-- START Available data --

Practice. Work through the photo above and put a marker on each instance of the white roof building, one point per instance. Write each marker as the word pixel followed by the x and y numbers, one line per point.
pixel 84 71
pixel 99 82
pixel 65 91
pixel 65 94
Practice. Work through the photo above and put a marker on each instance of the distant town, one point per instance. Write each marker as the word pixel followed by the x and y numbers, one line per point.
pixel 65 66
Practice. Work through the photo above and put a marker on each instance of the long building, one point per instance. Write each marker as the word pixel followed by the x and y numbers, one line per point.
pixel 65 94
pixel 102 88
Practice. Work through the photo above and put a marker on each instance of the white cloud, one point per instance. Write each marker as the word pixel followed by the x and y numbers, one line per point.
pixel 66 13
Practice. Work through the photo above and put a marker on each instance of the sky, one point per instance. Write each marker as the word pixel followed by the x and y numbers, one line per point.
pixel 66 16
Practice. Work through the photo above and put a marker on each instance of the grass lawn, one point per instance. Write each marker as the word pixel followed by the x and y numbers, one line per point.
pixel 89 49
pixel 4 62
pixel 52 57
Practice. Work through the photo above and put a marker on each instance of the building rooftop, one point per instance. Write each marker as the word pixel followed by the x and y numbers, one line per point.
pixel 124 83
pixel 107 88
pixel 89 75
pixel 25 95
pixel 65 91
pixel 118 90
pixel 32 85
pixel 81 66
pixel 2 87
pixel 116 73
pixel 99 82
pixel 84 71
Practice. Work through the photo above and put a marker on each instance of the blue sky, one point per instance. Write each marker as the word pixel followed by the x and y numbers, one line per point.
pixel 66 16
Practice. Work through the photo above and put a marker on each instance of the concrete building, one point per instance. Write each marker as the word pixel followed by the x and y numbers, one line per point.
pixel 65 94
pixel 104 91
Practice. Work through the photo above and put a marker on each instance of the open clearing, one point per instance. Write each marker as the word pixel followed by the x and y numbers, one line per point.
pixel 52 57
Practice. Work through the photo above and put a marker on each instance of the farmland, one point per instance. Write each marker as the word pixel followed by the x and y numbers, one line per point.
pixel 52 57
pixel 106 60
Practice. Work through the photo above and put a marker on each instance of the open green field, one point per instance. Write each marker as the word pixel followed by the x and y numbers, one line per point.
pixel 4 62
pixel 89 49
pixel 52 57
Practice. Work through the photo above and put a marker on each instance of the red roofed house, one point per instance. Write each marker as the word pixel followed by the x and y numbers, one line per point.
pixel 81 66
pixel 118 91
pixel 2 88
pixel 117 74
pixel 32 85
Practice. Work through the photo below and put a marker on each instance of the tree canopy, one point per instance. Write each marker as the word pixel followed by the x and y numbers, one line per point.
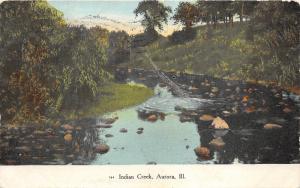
pixel 154 14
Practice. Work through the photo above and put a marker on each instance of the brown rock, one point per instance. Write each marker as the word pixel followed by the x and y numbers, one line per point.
pixel 218 143
pixel 102 148
pixel 287 110
pixel 269 126
pixel 123 130
pixel 68 127
pixel 206 117
pixel 202 152
pixel 68 137
pixel 152 118
pixel 219 123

-- END Available data --

Directions: Convert each line of the listing above into a Markdown table with two columns, No. and Entry, giving each line its own numbered row and skipping blank lines. Leave the pictures out of the table.

Right answer:
| No. | Entry |
|---|---|
| 1 | Practice. Work through the photo above and put a marker on each instance of the white roof building, one point per instance. Write each marker as the word pixel followed by the x and y numbers, one line per point. |
| 2 | pixel 84 71 |
| 3 | pixel 99 82 |
| 4 | pixel 65 91 |
| 5 | pixel 65 94 |
| 6 | Practice. Work through the photo above and put a marker on each instance of the distant town, one point per instance. Write each marker as the word pixel followed by the x and y numbers, one line per point. |
| 7 | pixel 65 66 |
| 8 | Practice. Work through the photo above and put a marker on each instance of the long building, one point per instance. Write each marker as the word pixel followed by the x and y numbers, one line per point. |
| 9 | pixel 65 94 |
| 10 | pixel 102 88 |
| 11 | Practice. Work through the photo above and put a marker on each instance of the white cloud, one point per instance. Write each marker as the word pixel followed by the x and y numbers, one line per point. |
| 12 | pixel 66 13 |
| 13 | Practice. Work through the photo above and put a marker on each instance of the sky, one point per instance. Write each marker as the word pixel followed by the x and y numbers, one line per point. |
| 14 | pixel 66 16 |
| 15 | Practice. Work through the photo above and put a marker on each instance of the grass lawn, one point per instance. Write each marker as the word pixel followed by the x and y numbers, one line per point. |
| 16 | pixel 89 49 |
| 17 | pixel 4 62 |
| 18 | pixel 52 57 |
| 19 | Practice. Work through the photo above and put a marker on each instance of the building rooftop, one point per instance. Write each marker as the word pixel followed by the x and y numbers, one line per point. |
| 20 | pixel 124 83 |
| 21 | pixel 107 88 |
| 22 | pixel 89 75 |
| 23 | pixel 25 95 |
| 24 | pixel 65 91 |
| 25 | pixel 118 90 |
| 26 | pixel 32 85 |
| 27 | pixel 81 66 |
| 28 | pixel 2 87 |
| 29 | pixel 116 73 |
| 30 | pixel 99 82 |
| 31 | pixel 84 71 |
| 32 | Practice. Work through the photo above and put a marker on each instance of the blue sky, one point per instance. Write each marker as the word pixel followed by the x and y numbers, one line per point. |
| 33 | pixel 66 16 |
| 34 | Practice. Work through the photo above and put a marker on each instance of the concrete building, one point per instance. Write each marker as the word pixel followed by the x and y numbers, one line per point. |
| 35 | pixel 65 94 |
| 36 | pixel 104 91 |
| 37 | Practice. Work through the photo above and put a marker on each instance of the open clearing, one point per instance. Write each marker as the word pixel followed by the x and y numbers, one line per point. |
| 38 | pixel 52 57 |
| 39 | Practice. Work through the photo above and put a marker on each instance of the farmland, one point per instance. Write each marker as the word pixel followed by the x and y numbers, one line per point. |
| 40 | pixel 52 57 |
| 41 | pixel 106 60 |
| 42 | Practice. Work through the photo above and put a marker on each instance of the open green field, one point per instance. Write each marker as the word pixel followed by the x and y numbers, one line per point. |
| 43 | pixel 4 62 |
| 44 | pixel 89 49 |
| 45 | pixel 52 57 |
| 46 | Practice. Work through the photo above and put a marker on each instance of the red roofed house, one point per instance. Write each marker as the word pixel followed by the x and y numbers, one line per point. |
| 47 | pixel 81 66 |
| 48 | pixel 118 91 |
| 49 | pixel 2 88 |
| 50 | pixel 117 74 |
| 51 | pixel 32 85 |
| 52 | Practice. Work through the photo below and put a marker on each instance of the tree canopy, one point per instance. Write each marker as the word pixel followed by the x and y numbers, one line per point. |
| 53 | pixel 154 14 |
| 54 | Practice. Work through the photo above and put a marker on each instance of the brown rock, one point per instance. Write each marker as the word pixel followed by the x and y numbers, one line per point. |
| 55 | pixel 218 143 |
| 56 | pixel 102 148 |
| 57 | pixel 287 110 |
| 58 | pixel 269 126 |
| 59 | pixel 123 130 |
| 60 | pixel 68 127 |
| 61 | pixel 206 117 |
| 62 | pixel 202 152 |
| 63 | pixel 68 137 |
| 64 | pixel 152 118 |
| 65 | pixel 219 123 |